Arrange the lines of the location labeling records as a Markdown table with the columns Row and Line. Start at the line that contains "Target: wooden shelf", end at the last line of the records, skip blank lines, and leave the pictures out.

[Location labeling records]
-- Begin --
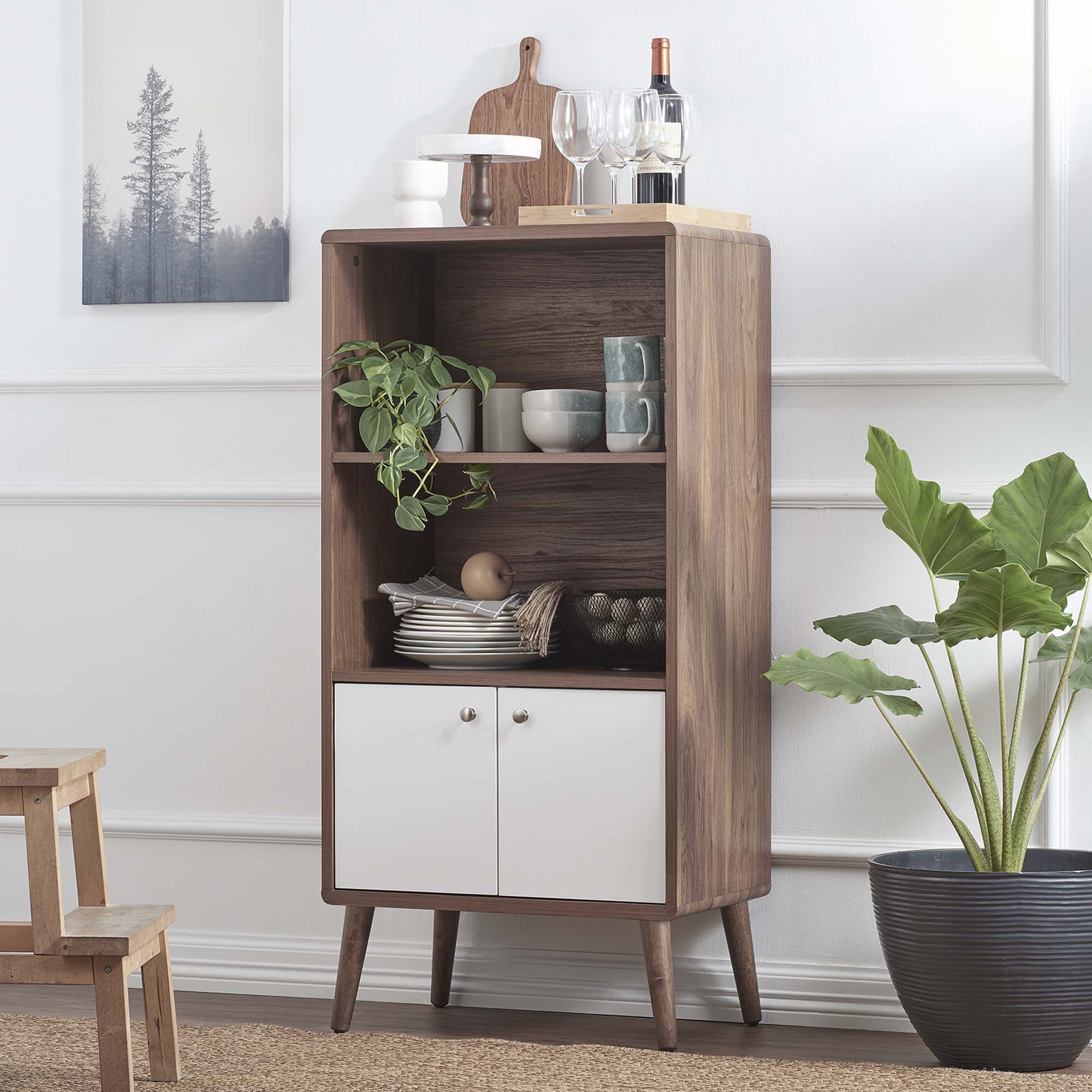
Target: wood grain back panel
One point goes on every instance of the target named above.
(524, 109)
(540, 317)
(719, 410)
(596, 526)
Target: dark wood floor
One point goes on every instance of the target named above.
(697, 1037)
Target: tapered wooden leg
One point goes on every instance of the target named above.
(738, 931)
(354, 945)
(112, 1007)
(87, 816)
(160, 1016)
(445, 932)
(657, 942)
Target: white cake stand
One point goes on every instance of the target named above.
(481, 151)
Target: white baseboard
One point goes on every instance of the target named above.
(814, 995)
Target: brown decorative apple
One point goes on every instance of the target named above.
(488, 576)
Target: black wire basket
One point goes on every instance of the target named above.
(625, 628)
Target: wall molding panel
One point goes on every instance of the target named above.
(790, 850)
(1051, 366)
(301, 494)
(817, 995)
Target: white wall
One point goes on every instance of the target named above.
(923, 172)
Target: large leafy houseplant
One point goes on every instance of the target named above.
(402, 390)
(1014, 571)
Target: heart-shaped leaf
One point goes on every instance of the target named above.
(410, 459)
(355, 394)
(419, 411)
(376, 425)
(440, 373)
(947, 538)
(998, 601)
(887, 624)
(437, 504)
(357, 348)
(390, 477)
(841, 675)
(410, 517)
(1040, 509)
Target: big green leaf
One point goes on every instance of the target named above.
(1075, 553)
(376, 428)
(841, 675)
(1057, 647)
(887, 624)
(1062, 579)
(1001, 600)
(947, 538)
(1040, 509)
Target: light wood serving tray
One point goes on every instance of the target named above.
(635, 215)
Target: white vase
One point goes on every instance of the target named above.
(418, 187)
(459, 407)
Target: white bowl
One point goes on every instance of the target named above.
(569, 399)
(562, 431)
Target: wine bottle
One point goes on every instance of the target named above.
(655, 177)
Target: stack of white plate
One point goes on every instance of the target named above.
(443, 637)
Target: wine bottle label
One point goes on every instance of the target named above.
(652, 167)
(671, 140)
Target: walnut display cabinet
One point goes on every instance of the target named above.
(561, 789)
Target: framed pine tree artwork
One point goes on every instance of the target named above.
(185, 152)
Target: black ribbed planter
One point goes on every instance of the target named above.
(993, 969)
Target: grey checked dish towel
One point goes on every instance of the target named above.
(433, 590)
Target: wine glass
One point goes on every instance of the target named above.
(634, 123)
(680, 137)
(615, 164)
(580, 132)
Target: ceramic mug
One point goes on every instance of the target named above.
(635, 421)
(503, 420)
(633, 360)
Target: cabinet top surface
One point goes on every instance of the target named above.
(429, 239)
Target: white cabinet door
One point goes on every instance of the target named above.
(581, 789)
(416, 789)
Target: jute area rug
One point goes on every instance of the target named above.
(49, 1055)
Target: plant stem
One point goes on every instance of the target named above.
(991, 801)
(1037, 804)
(1011, 771)
(972, 785)
(1004, 720)
(965, 835)
(1022, 826)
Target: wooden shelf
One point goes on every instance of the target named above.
(531, 458)
(576, 679)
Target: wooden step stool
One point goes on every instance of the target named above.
(98, 944)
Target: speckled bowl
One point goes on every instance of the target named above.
(567, 399)
(561, 431)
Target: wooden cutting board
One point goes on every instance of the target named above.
(524, 109)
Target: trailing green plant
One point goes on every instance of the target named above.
(403, 390)
(1015, 569)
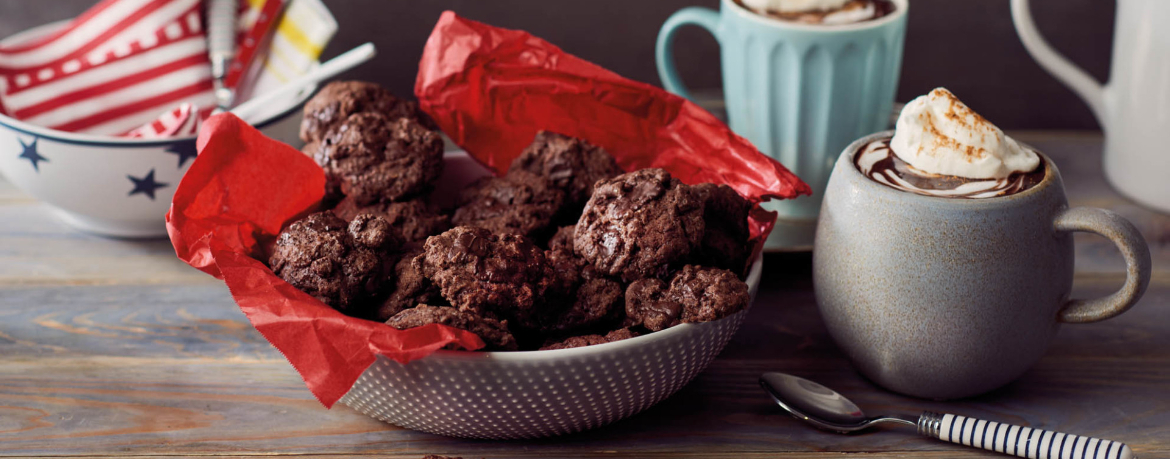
-- End --
| Task response |
| Row | Line |
|---|---|
| 1 | Target: wooden shelf |
| 2 | One point goes on every instance of the target named above. |
| 3 | (531, 458) |
| 4 | (576, 679) |
| 5 | Target: wooden step stool |
| 6 | One point goes on every instance of the target named above. |
| 7 | (98, 944) |
| 8 | Target: speckled bowl |
| 9 | One point goes on every instance of the target named above. |
| 10 | (567, 399) |
| 11 | (561, 431) |
| 12 | Target: wooden cutting board |
| 13 | One point goes on every instance of the target named above. |
| 14 | (524, 109) |
| 15 | Target: trailing green plant |
| 16 | One point goes on every instance of the target named above. |
| 17 | (403, 390) |
| 18 | (1015, 569) |